**Input data**

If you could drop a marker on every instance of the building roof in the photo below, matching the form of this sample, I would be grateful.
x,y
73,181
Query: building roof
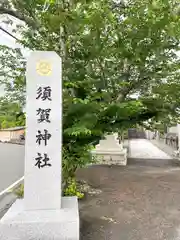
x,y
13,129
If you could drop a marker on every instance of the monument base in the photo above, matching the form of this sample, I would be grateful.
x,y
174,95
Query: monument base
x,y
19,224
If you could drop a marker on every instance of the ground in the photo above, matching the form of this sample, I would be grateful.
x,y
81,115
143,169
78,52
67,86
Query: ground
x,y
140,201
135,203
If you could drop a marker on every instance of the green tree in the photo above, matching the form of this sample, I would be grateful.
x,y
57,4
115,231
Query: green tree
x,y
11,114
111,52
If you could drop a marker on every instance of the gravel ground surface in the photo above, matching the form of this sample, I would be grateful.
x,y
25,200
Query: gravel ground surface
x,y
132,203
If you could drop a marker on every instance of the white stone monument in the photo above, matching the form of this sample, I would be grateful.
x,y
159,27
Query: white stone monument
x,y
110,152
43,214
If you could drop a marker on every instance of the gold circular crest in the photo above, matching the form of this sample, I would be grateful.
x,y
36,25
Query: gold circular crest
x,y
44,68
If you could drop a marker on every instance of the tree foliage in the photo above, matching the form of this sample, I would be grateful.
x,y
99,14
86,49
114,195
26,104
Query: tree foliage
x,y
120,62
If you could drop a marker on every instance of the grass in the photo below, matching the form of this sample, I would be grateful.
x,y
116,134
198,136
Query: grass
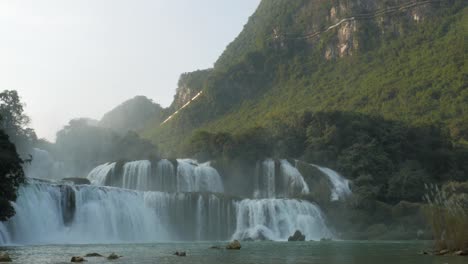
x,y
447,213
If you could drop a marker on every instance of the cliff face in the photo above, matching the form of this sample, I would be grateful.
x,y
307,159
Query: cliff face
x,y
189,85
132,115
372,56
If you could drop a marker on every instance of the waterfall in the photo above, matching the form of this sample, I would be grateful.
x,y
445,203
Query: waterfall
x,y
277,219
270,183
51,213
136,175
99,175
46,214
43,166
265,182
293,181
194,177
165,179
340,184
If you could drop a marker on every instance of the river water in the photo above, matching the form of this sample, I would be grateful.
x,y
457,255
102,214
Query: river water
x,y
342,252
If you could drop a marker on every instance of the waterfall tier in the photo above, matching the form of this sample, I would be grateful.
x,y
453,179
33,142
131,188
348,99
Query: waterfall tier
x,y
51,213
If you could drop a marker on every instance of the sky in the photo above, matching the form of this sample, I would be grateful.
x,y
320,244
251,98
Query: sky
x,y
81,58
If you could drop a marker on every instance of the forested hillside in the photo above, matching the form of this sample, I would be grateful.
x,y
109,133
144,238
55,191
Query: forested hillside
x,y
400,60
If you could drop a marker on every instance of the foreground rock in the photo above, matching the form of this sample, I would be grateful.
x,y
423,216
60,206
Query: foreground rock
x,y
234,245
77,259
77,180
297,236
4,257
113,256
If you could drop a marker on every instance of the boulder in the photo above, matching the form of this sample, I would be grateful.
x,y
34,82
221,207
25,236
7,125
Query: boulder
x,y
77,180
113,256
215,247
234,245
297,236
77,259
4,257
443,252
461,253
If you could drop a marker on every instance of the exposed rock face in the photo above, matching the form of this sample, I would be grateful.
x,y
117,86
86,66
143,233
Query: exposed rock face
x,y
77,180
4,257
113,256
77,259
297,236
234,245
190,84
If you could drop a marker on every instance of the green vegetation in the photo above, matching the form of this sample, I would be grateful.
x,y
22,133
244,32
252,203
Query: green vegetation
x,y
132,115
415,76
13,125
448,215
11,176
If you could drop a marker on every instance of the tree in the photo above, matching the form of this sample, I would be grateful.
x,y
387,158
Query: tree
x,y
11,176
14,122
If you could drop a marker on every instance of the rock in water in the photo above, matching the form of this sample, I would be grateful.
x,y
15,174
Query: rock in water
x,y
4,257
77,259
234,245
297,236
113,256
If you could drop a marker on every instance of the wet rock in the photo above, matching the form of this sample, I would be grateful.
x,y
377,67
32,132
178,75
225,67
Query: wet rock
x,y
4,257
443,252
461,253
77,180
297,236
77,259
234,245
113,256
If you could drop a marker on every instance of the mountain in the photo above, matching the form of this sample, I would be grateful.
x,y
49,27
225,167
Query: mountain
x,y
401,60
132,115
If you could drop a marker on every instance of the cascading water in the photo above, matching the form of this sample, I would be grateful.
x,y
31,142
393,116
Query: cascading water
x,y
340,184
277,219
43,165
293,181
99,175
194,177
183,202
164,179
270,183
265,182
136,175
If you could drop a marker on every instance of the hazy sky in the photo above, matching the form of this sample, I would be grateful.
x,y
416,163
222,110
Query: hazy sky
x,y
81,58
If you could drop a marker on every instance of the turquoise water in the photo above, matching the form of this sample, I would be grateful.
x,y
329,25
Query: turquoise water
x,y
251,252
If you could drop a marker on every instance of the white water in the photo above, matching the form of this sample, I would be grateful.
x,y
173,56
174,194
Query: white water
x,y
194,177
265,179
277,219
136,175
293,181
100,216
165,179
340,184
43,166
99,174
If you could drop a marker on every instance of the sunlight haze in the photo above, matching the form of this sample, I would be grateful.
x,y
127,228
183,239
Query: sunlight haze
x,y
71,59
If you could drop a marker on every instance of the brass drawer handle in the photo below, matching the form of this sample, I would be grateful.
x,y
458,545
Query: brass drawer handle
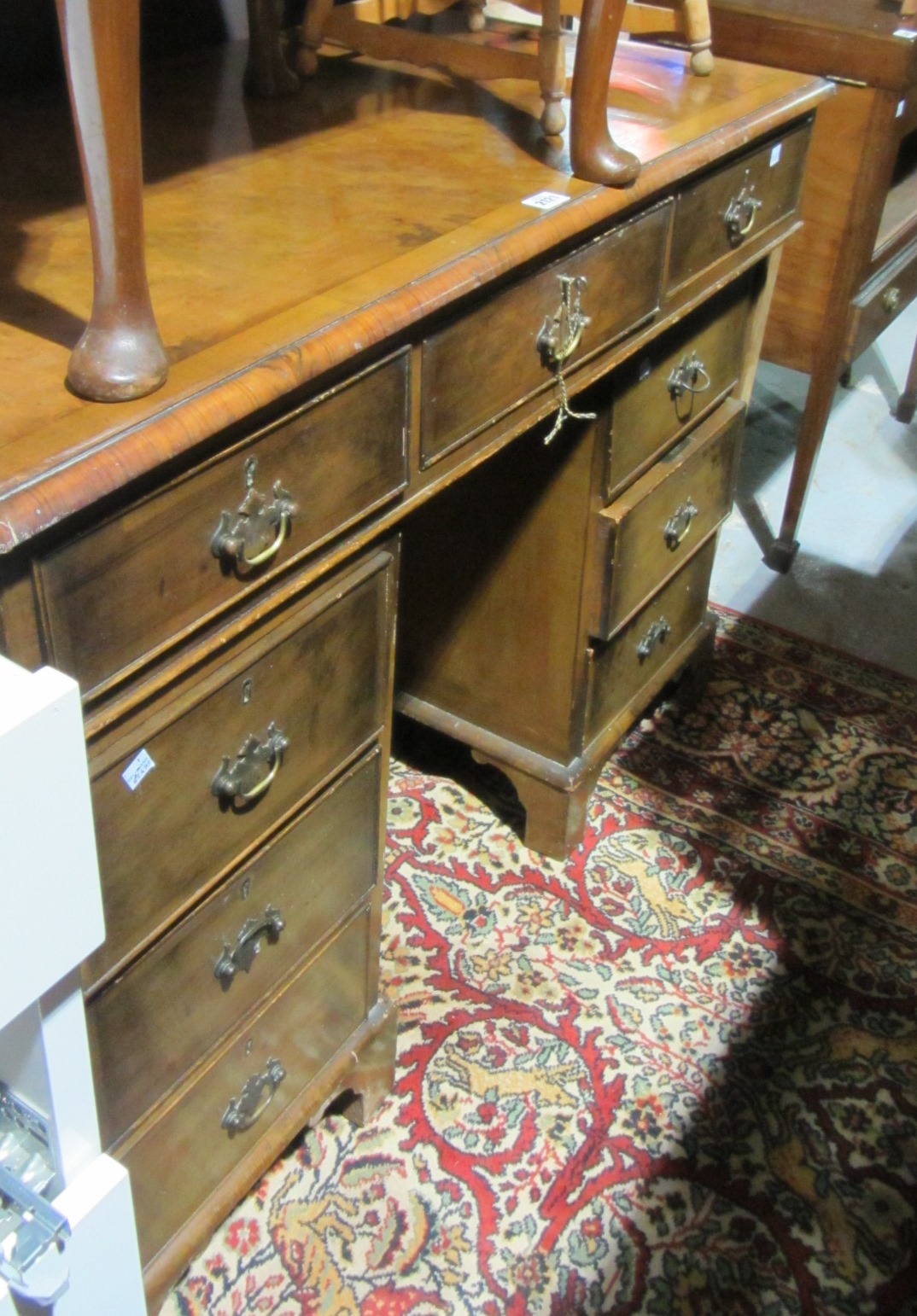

**Task instructions**
Wherever a line above contains the string "handle", copy that line.

**Response to the task**
If you could drop a marker on every instance of the brass drawer handle in the photo below, matching the form of this sample, I would be grateful.
Query: brass drawer handle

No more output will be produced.